### SUPPLIED RECORDS
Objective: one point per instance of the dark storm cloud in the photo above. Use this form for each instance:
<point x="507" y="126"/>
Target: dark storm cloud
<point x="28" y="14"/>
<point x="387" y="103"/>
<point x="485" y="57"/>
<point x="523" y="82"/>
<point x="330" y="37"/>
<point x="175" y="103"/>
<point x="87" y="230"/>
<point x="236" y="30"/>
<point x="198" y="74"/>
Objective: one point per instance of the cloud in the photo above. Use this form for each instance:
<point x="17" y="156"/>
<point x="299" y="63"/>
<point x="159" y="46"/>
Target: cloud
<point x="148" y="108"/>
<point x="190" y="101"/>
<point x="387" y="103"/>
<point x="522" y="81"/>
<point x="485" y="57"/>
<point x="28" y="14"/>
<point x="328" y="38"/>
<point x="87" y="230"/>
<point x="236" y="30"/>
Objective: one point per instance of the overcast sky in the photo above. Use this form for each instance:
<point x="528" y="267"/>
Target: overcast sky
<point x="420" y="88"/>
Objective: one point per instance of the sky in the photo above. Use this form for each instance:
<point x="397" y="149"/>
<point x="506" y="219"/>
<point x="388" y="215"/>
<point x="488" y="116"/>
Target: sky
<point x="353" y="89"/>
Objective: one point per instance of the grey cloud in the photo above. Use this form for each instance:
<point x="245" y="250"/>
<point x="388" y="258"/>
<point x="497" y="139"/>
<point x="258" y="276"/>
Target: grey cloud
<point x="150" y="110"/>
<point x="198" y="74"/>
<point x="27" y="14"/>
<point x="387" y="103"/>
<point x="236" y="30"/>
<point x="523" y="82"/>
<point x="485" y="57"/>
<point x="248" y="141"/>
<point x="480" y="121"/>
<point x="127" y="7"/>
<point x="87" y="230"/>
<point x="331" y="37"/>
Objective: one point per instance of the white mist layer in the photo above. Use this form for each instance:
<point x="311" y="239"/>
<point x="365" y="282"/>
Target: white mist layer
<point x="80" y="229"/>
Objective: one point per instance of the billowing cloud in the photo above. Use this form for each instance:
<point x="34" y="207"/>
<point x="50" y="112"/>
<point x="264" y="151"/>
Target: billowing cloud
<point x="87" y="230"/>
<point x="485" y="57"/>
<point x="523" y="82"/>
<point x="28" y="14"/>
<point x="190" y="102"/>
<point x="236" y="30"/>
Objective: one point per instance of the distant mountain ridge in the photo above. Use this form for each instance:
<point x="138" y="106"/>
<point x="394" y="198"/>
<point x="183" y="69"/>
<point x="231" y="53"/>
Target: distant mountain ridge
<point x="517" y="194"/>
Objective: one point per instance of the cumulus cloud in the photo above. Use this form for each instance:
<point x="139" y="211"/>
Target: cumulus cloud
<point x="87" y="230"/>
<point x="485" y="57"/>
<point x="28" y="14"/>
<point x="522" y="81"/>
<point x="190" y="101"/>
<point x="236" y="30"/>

...

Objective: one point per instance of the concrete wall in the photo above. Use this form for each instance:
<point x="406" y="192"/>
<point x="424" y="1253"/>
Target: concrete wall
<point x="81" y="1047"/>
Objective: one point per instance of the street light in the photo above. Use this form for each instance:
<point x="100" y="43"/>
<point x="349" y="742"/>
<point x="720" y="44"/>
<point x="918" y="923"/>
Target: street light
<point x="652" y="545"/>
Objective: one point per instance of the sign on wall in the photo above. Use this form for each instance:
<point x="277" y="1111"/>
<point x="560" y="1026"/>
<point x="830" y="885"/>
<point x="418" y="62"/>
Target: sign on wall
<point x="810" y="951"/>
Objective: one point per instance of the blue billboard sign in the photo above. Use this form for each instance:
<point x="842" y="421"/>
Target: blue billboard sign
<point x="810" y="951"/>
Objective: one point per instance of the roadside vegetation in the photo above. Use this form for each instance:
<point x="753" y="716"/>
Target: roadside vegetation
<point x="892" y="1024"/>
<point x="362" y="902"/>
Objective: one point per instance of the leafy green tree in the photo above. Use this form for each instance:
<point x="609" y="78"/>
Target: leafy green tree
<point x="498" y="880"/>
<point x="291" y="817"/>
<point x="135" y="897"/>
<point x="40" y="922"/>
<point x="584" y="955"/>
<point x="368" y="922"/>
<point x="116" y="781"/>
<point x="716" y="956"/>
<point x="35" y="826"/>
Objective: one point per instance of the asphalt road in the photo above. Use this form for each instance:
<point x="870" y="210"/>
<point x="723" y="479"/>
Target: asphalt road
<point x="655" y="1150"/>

* * *

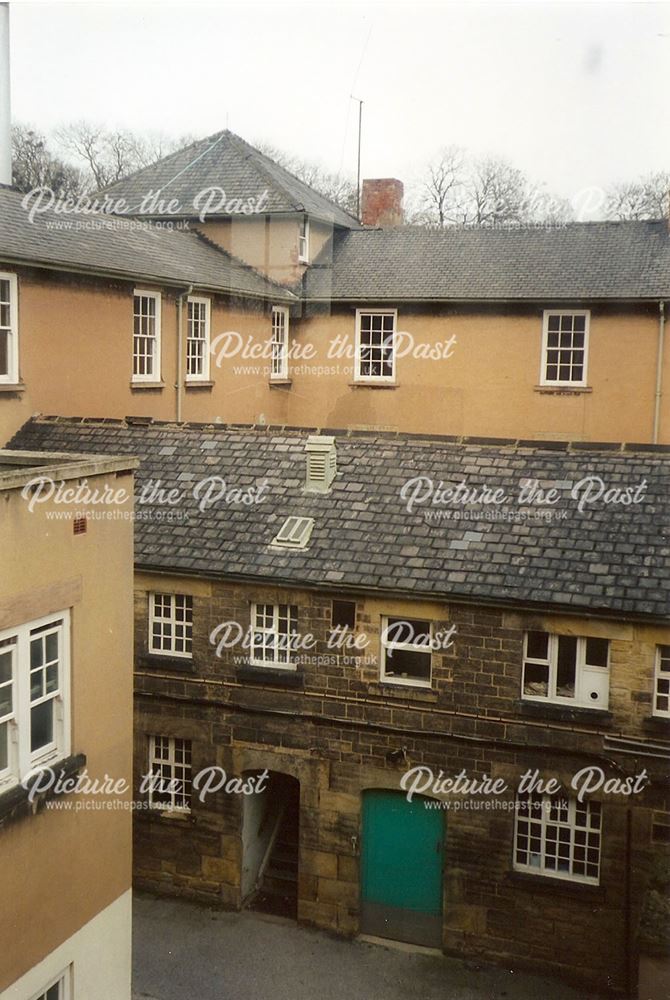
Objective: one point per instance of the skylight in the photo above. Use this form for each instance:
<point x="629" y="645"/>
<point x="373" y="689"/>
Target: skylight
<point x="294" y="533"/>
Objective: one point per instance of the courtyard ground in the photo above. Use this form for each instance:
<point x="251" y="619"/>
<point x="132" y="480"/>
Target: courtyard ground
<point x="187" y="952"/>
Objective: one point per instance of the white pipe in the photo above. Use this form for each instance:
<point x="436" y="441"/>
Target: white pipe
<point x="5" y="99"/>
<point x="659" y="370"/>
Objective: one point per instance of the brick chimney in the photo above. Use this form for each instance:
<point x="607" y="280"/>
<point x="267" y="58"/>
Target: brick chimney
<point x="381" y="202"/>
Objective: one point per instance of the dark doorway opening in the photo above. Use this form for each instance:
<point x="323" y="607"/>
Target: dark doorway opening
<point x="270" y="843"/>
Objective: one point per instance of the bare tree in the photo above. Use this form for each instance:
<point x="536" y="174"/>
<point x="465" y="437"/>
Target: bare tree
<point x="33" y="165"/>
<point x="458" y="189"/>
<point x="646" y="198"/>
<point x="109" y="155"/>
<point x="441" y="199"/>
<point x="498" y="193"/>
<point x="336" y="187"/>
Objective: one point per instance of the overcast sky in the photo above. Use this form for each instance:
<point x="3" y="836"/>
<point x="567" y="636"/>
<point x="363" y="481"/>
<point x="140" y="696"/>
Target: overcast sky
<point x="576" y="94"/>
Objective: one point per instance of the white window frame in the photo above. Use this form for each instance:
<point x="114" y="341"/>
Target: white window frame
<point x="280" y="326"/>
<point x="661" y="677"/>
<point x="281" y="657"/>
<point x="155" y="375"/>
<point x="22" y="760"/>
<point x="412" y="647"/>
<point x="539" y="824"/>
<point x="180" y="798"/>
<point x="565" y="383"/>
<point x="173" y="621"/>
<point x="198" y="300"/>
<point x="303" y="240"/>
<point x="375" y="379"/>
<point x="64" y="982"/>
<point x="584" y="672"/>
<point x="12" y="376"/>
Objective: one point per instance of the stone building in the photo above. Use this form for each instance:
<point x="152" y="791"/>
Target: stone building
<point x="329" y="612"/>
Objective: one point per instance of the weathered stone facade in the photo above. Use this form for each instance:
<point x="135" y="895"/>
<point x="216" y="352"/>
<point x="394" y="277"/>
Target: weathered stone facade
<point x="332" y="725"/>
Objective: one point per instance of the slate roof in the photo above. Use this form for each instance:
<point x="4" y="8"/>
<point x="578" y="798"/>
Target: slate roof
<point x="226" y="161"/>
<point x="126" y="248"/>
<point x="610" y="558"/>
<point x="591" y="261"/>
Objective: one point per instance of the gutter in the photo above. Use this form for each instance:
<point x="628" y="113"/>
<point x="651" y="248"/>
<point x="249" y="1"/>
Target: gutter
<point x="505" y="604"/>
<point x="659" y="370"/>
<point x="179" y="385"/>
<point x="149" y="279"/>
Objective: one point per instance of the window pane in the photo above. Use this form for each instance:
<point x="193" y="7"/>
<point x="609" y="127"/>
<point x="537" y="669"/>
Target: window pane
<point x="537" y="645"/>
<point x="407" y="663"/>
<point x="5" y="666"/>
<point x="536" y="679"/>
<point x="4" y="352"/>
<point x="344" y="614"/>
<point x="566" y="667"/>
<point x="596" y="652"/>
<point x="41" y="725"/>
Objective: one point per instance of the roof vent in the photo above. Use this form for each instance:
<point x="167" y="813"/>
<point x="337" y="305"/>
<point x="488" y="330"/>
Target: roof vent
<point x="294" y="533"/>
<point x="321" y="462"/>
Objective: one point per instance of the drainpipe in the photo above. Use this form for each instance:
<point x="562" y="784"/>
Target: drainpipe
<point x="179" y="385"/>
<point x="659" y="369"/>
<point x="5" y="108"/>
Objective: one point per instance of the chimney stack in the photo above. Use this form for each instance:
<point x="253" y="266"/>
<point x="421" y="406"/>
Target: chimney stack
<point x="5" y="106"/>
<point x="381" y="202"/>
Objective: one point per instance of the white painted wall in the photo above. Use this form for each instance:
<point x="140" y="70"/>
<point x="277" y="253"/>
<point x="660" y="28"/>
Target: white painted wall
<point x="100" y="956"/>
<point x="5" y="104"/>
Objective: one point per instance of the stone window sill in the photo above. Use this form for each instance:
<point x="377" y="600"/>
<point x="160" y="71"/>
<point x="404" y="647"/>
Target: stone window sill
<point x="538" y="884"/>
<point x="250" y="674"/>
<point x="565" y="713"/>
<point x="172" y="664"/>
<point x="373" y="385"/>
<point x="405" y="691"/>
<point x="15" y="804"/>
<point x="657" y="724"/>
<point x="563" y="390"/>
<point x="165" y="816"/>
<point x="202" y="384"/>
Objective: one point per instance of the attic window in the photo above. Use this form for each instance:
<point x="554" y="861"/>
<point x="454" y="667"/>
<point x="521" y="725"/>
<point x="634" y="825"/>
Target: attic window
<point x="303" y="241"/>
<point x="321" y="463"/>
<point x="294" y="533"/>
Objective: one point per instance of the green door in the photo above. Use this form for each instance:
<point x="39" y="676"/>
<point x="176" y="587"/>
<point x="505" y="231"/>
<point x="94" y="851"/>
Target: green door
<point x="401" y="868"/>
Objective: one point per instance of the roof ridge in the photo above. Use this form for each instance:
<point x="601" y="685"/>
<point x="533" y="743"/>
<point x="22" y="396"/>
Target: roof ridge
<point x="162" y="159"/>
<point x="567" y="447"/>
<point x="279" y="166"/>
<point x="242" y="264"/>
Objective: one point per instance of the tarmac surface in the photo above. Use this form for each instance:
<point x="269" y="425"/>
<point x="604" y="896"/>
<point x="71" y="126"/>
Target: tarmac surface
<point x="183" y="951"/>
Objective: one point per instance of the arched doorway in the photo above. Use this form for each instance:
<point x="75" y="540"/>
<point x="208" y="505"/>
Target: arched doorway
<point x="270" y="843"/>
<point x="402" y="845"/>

### WRITTEN TASK
Extract every line of the records above that contains the string "brick", treating uppercase and lowercase as different.

### ANSWER TO THIS EXERCISE
Objective: one point per instance of the brick chimney in the photo above. Use this form for each instance:
Target: brick chimney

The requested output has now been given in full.